◆ **Data extracted from a collection**:
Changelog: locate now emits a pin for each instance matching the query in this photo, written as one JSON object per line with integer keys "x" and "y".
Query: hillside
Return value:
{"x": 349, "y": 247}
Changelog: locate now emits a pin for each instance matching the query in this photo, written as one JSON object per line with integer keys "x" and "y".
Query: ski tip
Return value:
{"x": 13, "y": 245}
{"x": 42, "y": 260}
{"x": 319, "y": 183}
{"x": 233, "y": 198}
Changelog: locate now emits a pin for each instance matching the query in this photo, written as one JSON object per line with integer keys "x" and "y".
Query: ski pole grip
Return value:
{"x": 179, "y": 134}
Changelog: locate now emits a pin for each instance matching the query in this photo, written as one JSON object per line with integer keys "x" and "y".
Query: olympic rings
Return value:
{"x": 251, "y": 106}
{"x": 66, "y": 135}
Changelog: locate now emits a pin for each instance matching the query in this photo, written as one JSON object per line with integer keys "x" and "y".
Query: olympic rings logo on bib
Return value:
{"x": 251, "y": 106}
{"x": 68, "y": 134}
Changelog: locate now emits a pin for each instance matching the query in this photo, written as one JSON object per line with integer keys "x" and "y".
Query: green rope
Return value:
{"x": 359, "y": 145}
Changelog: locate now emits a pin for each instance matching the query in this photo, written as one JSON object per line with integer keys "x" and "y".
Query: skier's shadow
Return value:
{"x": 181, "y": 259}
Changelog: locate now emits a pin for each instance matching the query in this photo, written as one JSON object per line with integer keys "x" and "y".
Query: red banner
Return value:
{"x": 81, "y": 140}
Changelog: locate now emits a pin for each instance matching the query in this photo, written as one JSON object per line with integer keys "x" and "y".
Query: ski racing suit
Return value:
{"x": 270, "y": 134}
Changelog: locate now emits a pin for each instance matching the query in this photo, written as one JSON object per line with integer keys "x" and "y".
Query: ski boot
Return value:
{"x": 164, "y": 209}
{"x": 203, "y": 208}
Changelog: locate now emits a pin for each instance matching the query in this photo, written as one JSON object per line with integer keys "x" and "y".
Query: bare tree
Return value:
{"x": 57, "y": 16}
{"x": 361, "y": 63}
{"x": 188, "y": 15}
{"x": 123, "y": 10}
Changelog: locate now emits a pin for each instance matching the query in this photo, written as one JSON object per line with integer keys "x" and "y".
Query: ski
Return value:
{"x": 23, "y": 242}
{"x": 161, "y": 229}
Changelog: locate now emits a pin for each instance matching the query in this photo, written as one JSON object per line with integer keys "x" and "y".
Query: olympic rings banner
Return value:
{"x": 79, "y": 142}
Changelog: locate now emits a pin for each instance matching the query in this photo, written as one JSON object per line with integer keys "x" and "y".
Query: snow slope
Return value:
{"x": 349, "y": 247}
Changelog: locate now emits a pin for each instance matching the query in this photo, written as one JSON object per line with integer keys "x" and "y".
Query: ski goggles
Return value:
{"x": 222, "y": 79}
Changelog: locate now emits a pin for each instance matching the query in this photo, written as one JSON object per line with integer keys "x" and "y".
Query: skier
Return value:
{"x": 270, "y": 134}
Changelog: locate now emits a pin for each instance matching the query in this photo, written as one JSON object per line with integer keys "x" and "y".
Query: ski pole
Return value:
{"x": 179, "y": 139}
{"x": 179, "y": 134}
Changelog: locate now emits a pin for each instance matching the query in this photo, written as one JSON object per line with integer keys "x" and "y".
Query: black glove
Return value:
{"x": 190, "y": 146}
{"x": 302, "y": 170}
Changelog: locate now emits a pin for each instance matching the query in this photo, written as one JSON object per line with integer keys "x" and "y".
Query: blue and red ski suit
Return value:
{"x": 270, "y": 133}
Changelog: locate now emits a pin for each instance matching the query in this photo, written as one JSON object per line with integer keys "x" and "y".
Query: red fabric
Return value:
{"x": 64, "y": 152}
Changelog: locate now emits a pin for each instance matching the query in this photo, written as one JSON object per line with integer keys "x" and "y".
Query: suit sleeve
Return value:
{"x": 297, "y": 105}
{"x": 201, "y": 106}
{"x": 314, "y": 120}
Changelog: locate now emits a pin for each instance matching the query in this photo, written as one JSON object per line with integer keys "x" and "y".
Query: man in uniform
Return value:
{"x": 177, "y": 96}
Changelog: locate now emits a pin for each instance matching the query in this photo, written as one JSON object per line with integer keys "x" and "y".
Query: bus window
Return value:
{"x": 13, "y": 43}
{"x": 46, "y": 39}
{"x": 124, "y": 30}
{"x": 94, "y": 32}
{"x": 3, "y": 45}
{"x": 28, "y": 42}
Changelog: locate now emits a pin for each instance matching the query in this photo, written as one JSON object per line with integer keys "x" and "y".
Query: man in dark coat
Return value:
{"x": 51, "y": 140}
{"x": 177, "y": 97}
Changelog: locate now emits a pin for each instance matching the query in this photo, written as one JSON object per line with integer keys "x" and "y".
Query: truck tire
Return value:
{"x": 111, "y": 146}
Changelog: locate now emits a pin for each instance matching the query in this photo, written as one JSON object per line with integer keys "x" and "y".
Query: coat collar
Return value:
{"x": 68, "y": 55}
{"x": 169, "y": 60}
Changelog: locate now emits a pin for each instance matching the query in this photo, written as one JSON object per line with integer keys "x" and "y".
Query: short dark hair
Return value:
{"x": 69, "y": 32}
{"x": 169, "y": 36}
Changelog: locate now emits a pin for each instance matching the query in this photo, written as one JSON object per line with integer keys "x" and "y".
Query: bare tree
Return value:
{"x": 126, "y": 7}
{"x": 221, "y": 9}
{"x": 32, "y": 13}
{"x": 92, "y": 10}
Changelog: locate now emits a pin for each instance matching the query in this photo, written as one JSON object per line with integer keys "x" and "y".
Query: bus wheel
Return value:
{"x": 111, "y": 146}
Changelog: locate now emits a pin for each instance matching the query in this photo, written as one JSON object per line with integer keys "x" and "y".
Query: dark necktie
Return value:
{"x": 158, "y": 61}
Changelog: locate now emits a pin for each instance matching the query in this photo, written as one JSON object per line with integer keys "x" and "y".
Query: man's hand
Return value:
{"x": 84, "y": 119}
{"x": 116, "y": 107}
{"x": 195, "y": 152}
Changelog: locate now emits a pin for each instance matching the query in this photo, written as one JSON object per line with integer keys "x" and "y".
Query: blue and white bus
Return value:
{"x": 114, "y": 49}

◆ **Description of the task**: Among the entries above, which lines include "banner"? List them all.

◆ **Result below**:
Query: red banner
Query: olympic rings banner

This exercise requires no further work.